Excerpted passage

::::

Complete the steps above so that your form works and answers the question for any name I enter. Paste the Show URL into the form below and submit it by the deadline. The URL should be like name-bark.glitch.me/form
.
If you get stuck try backing up and following my steps again. If you still can’t get it to work, you have options:
- Go to the
#design-development
channel in the social-j Slack and post the “edit” link to your code. That link will begin like this:https://glitch.com/edit/#!/your-project ...
. Include a short description of what’s not working and what you’ve already tried. - Join my “helpdesk hours” Wednesday at 12:30 pm. The link for that has been added to the syllabus and will be posted in the
#design-development
chat every Wednesday morning.
Class 4 • Introduction to conversational interfaces
Automatically processing what someone is saying – either in a chat, to a voice assistant, or in an email – is increasingly possible thanks to machine learning. We’ll play with one of these natural language processing tools (such as Dialogflow) to get a handle on how to make it work for you.
Utterances
These are things humans might say or type to a bot.
- How much is a plane ticket to Miami?
- Where’s the nearest dog park?
- What’s the weather going to be like tomorrow?
- Yes, I agree.
- Nope.
- I’m in New York.
- Wow!
When building a bot, you need to have a sense of what kinds of things your users might ask — so it helps to declare up front what kinds of things it can answer!
Hi! I’m the Newmark Bark Bot and I can answer questions about dogs and dog ownership in New York City.
Utterances are used to train the bot, and in Dialogflow these called “Training Phrases.”
Intents
Intents are categories of questions we can answer, and usually track with some basic function the human is asking the bot to do. Many utterances can lead to the same intent:
- How much is a plane ticket to Miami?
- What does it cost to fly from New York to London?
- What’s the price of a plane trip from Chicago to Los Angeles?
What’s the intent here? We might say it’s air-travel-price
.
But intents can be simpler than that, too.
- Yes!
- Yup.
- You bet!
- Si.
- Of course
… all mean “yes” to the bot. So we could group these into an intent called response-yes
.
And these:
- No way
- Nope
- nada
- no
- Heck no
… all mean “no” to the bot. So we could group these into an intent called response-no
.
And for our exclamations,
- Wow
- OMG
- whoa!
- I can’t believe it!
- Amazing
And words like these could mean the response-wow
intent.
So you could make bot responses to those intents instead of those words, and let the Natural Language Processor decide which intent is, um, intended.
Entities
Consider our air-travel-price
intent from above:
- How much is a plane ticket to Miami?
- What does it cost to fly from New York to London?
- What’s the price of a plane trip from Chicago to Los Angeles?
While the intent may be the same (“tell me the price of a plane trip”), the answers are definitely not going to be the same, right?
In order to formulate an answer, we’d need some information:
- Where are you flying from?
- Where are you flying to?

::::

Point localization data
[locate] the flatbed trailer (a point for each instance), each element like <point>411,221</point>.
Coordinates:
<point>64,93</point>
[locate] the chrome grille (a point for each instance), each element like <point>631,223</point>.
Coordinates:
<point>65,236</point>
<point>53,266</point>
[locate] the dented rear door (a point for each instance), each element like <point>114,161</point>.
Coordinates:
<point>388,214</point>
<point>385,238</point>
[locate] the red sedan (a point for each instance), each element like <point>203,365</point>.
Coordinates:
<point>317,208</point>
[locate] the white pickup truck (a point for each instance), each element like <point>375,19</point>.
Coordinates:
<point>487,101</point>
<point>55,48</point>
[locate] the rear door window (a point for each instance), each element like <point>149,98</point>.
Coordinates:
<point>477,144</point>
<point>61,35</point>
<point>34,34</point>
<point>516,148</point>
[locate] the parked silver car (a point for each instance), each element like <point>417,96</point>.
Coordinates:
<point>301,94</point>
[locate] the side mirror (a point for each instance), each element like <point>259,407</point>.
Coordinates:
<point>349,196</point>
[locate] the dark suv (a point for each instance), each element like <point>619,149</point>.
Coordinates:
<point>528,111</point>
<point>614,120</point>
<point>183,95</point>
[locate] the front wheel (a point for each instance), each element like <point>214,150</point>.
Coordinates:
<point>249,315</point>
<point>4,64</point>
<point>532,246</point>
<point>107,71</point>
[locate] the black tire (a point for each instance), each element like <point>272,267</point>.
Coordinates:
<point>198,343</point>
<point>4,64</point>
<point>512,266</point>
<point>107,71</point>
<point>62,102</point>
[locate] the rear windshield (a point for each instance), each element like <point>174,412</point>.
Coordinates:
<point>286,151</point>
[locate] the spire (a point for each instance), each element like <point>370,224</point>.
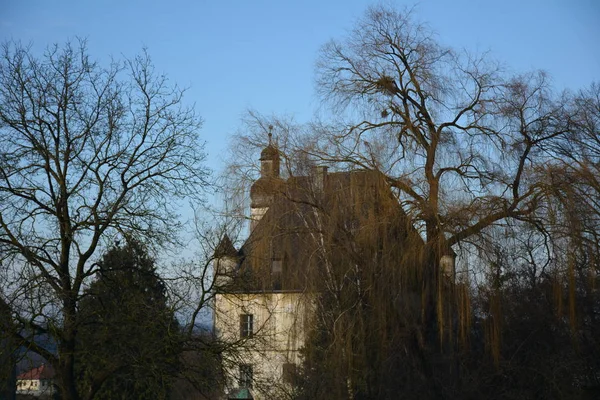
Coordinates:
<point>269,158</point>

::::

Activity list
1 – In the course notes on conversational interfaces, rewrite the paragraph that begins "Automatically processing what someone is saying" as a shorter version that keeps its main facts.
2 – Resume the course notes on conversational interfaces from the point where they stop.

Task-by-task results
1 – Machine learning increasingly makes it possible to automatically process what someone says in a chat, to a voice assistant, or in an email. The class will try a natural language processing tool such as Dialogflow to learn how to make it work for you.

2 –
- When?
- What airline?
- What class of seat?
The portions of the intent you need to answer a specific question are called “entities” (and also “slots” and “elements” and probably many other things, sorry!)
Entities here would include “Miami,” “New York,” “Chicago,” and really any moderately sized city. They’d also include “Delta,” “American,” “JetBlue,” and really any airline. Also “September 18, 2020” and “8 pm” and any other date/time combination. These are all “Entities.”
Another example
Consider the following phrases:
- What’s the forecast in Minneapolis tomorrow?
- Will it rain in New York Friday?
- What’s the temperature outside?
- Do I need an umbrella?
You might call this a get-forecast
intent. To answer a “forecast” intent, you need two additional pieces of information: Where and when. Entities!
So a get-forcast
intent requires place
and time
.
-
What’s the forecast in Minneapolis tomorrow? Intent:
weather-forecast
Entity Place:minneapolis
Entity Time:tomorrow
-
Will it rain in New York Friday? Intent:
weather-precipitation
Entity Place:new york
Entity Time:friday
-
What’s the temperature outside? Intent: ? Entity Place: ? Entity Time: ?
-
Do I need an umbrella? Intent: ? Entity Place: ? Entity Time: ?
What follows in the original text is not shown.